● **Work required**:
Copy out each line below verbatim, skipping any picture.

Photo-based referring expression data
== Segment start ==
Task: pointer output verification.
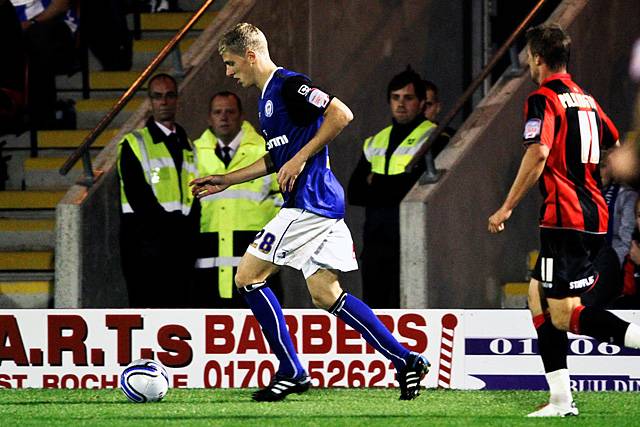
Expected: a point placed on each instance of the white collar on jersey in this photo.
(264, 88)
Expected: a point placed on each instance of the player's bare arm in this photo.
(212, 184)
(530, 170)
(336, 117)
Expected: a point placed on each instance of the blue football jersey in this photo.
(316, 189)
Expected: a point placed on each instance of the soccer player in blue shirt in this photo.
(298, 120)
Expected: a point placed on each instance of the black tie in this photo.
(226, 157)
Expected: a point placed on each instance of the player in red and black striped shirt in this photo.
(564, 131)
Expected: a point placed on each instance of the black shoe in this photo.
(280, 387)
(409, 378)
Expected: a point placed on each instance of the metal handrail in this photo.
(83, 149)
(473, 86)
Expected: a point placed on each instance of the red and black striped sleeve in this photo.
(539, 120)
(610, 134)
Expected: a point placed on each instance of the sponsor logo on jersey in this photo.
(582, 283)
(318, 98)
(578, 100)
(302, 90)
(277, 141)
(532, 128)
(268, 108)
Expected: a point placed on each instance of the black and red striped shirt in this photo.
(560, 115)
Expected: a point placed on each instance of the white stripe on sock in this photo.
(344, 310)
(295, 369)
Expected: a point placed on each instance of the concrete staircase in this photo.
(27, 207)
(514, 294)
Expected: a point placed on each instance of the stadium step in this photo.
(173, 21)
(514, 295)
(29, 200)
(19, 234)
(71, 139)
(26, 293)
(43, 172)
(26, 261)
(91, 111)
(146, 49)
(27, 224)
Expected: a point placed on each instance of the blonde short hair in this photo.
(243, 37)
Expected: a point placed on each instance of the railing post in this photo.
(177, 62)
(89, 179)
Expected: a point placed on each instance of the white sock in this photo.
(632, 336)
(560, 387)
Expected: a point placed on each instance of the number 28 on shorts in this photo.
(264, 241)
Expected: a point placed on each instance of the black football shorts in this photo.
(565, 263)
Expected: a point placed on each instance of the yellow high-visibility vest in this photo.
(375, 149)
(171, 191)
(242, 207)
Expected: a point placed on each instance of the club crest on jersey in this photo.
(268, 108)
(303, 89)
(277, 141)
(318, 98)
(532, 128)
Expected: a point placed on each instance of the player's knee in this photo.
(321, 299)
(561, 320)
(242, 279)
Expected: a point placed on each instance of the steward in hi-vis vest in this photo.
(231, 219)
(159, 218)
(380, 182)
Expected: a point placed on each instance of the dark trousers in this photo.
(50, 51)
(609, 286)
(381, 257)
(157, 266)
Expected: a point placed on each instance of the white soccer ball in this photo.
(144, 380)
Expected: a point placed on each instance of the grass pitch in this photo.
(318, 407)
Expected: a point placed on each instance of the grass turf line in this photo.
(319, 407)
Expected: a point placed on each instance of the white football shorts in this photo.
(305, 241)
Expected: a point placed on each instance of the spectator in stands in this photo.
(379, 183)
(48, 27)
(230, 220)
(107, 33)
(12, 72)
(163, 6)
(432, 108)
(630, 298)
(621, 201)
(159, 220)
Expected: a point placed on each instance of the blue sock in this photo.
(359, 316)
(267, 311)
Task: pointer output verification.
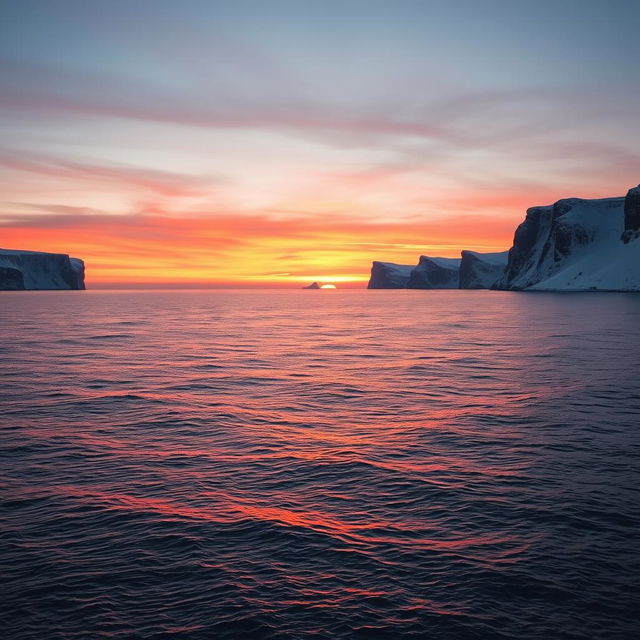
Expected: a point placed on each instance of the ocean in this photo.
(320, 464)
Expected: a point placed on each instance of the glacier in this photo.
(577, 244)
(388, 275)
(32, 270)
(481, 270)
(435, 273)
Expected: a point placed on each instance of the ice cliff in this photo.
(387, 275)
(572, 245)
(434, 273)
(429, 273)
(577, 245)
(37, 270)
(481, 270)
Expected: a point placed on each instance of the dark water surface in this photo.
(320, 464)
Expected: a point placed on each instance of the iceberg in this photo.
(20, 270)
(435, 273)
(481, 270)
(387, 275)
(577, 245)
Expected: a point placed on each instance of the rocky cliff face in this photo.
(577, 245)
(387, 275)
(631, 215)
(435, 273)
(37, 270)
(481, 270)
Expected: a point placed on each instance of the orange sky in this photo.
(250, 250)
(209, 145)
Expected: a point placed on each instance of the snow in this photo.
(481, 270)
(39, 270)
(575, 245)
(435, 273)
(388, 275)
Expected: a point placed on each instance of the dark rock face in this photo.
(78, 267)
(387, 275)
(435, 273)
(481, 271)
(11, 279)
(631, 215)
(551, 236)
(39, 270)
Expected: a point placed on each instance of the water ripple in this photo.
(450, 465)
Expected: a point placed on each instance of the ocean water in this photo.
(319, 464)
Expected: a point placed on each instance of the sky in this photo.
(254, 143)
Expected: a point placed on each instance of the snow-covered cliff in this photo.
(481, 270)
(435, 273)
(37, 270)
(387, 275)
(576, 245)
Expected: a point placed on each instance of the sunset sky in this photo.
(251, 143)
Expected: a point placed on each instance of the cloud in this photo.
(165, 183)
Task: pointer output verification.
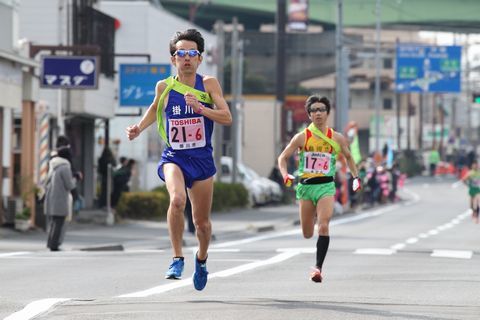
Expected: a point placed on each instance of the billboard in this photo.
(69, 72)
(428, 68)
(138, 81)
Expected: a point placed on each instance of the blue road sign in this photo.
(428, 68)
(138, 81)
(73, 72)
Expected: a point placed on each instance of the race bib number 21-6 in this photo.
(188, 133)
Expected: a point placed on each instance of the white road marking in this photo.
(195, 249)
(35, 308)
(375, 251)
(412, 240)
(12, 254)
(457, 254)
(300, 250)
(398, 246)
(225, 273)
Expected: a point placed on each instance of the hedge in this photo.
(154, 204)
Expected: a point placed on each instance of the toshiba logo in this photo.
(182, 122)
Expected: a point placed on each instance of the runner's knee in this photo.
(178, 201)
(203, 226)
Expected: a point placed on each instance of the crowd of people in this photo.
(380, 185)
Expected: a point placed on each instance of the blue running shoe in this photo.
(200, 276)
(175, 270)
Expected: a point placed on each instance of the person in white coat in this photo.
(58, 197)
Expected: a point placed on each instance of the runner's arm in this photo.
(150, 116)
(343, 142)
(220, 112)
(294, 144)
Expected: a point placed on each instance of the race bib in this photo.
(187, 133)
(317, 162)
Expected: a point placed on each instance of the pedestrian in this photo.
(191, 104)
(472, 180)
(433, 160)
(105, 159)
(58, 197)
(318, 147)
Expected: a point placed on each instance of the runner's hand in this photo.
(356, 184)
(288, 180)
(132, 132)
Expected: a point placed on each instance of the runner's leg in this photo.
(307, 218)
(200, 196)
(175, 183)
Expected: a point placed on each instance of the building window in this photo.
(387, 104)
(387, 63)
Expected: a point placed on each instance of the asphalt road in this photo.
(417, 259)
== Segment end ==
● **Your response**:
Task: pointer output verification.
Expected: a point placed on each instance of the white collar on jersey in this photo.
(264, 88)
Expected: a point placed on each instance of the player's bare arm in this photo.
(212, 184)
(530, 170)
(336, 117)
Expected: a point placed on each instance of the blue football jersey in this photo.
(316, 189)
Expected: a point placed on each instance of the soccer player in blue shirt in this photo.
(298, 120)
Expected: a point placed on each instance of the black tie in this photo.
(226, 157)
Expected: a point placed on each instance of the player in red and black striped shirt in this photo.
(564, 131)
Expected: a point placed on each instance of the black shoe in this photo.
(280, 387)
(409, 378)
Expected: a point placed on each instance of the metal handrail in this photo.
(83, 149)
(473, 86)
Expected: a point placed on each instance of the red and black striped sleeve in this photo.
(539, 120)
(610, 134)
Expected: a point placed on each instance of the sponsor logo on jersey in this photo.
(582, 283)
(318, 98)
(578, 100)
(302, 90)
(277, 141)
(532, 128)
(268, 108)
Expected: a point placed on each instance of the black and red striped shirt in this photo.
(560, 115)
Expected: a point placed on each instance of the white stripe on sock in this photo.
(344, 310)
(295, 369)
Expected: a point placed on each instance of the concrete staircase in this photo.
(27, 207)
(514, 294)
Expected: a point placed on each instance of the stadium step in this photo.
(173, 21)
(514, 295)
(29, 200)
(19, 234)
(71, 139)
(26, 293)
(43, 172)
(26, 261)
(91, 111)
(146, 49)
(27, 224)
Expected: a point placed on each instance of the blonde short hair in this photo.
(243, 37)
Expected: a point placed on each instance of the railing post in this photo.
(177, 62)
(89, 179)
Expected: a point placed on each instance of the white sock in this photo.
(632, 336)
(560, 387)
Expected: a point placed on each instance of the number 28 on shorts in this photo.
(264, 241)
Expected: a point placed on each instance of the black football shorts in this photo.
(565, 263)
Expected: a point placed on each instance of the yellow high-visibility vest in this photo.
(375, 149)
(171, 191)
(242, 207)
Expected: a point placed on each instance of the club crest on jersey in this photo.
(268, 108)
(303, 89)
(277, 141)
(318, 98)
(532, 128)
Expected: a point placed on each instance of the player's knee in this photo.
(321, 299)
(561, 320)
(242, 279)
Expected: a point placed on each instance of the steward in hi-vis vest in this photo.
(231, 219)
(159, 218)
(380, 182)
Expected: a point placed on each instance of the dark trousers in this photo.
(50, 51)
(609, 286)
(381, 257)
(157, 266)
Expected: a point placed on each instance of the white soccer ball in this photo.
(144, 380)
Expected: a point placed on each instance of the grass pitch in this photo.
(318, 407)
Expected: a point placed on each instance of the grass turf line in this photo.
(319, 407)
Expected: a point placed on each instance of the white football shorts in this photo.
(305, 241)
Expected: a point placed on each instance of the spectator in stands in this photo.
(379, 183)
(48, 27)
(230, 220)
(107, 33)
(12, 72)
(163, 6)
(432, 108)
(630, 298)
(621, 201)
(159, 220)
Expected: a point placed on each instance of the blue sock in this photo.
(359, 316)
(267, 311)
Task: pointer output verification.
Expected: a point placed on each instance of the ocean in this photo.
(320, 464)
Expected: a point placed on each instance of the glacier in this photo.
(577, 244)
(388, 275)
(32, 270)
(481, 270)
(435, 273)
Expected: a point placed on each instance of the ice cliff in this photo.
(387, 275)
(572, 245)
(434, 273)
(429, 273)
(577, 245)
(37, 270)
(481, 270)
Expected: a point placed on each instance of the dark water surface in this photo.
(320, 464)
Expected: a point placed on each instance of the iceberg in this photo.
(20, 270)
(435, 273)
(481, 270)
(387, 275)
(577, 245)
Expected: a point placed on each instance of the rocky cliff face in this photo.
(577, 245)
(387, 275)
(631, 215)
(435, 273)
(37, 270)
(481, 270)
Expected: a point placed on each instance of the orange sky in this photo.
(250, 250)
(209, 145)
Expected: a point placed on each instance of the snow in this photo.
(481, 270)
(39, 270)
(575, 245)
(435, 273)
(388, 275)
Expected: a point placed on each instance of the dark rock face in this photo.
(78, 267)
(387, 275)
(435, 273)
(481, 271)
(11, 279)
(631, 215)
(551, 236)
(39, 270)
Expected: a point placed on each instance of the water ripple in this photo.
(450, 465)
Expected: a point placed on each instance of the ocean water in this photo.
(319, 464)
Expected: a point placed on each instance of the sky in this photo.
(254, 143)
Expected: a point placed on each instance of the snow-covered cliff in this photo.
(481, 270)
(435, 273)
(37, 270)
(387, 275)
(576, 245)
Expected: a point placed on each instance of the sunset sky in this photo.
(251, 143)
Expected: a point placed on each instance of the cloud in this photo.
(165, 183)
Task: pointer output verification.
Expected: a point placed on each instance of the billboard in this photo.
(69, 72)
(428, 68)
(138, 81)
Expected: a point placed on each instance of the blue road sign in this photo.
(428, 68)
(138, 81)
(73, 72)
Expected: a point placed on each instance of the race bib number 21-6 in this photo.
(188, 133)
Expected: a point placed on each instance of the white road marking in this photo.
(195, 249)
(35, 308)
(375, 251)
(412, 240)
(12, 254)
(457, 254)
(300, 250)
(398, 246)
(225, 273)
Expected: a point placed on each instance of the hedge in this photo.
(154, 204)
Expected: a point placed on each instance of the toshiba logo in this photo.
(182, 122)
Expected: a point placed on each instance of the runner's knee in this photo.
(178, 201)
(203, 226)
Expected: a point placed on each instance of the crowd of people in this photo.
(380, 185)
Expected: a point placed on each instance of the blue running shoe in this photo.
(200, 276)
(175, 270)
Expected: a point placed on each instance of the person in white coat in this photo.
(58, 197)
Expected: a point placed on each instance of the runner's arm in this photo.
(150, 116)
(343, 142)
(220, 112)
(294, 144)
Expected: a point placed on each instance of the race bib in this photo.
(187, 133)
(317, 162)
Expected: a point placed on each instance of the pedestrian in this photo.
(191, 104)
(472, 180)
(433, 160)
(105, 159)
(58, 197)
(318, 147)
Expected: a point placed on each instance of the runner's hand in this photo.
(356, 184)
(288, 180)
(132, 132)
Expected: a point placed on each instance of the runner's leg in this photo.
(307, 218)
(200, 196)
(175, 183)
Expected: a point placed on each instance of the building window in this photo.
(387, 104)
(387, 63)
Expected: a point placed on each instance of the asphalt road in this photo.
(417, 259)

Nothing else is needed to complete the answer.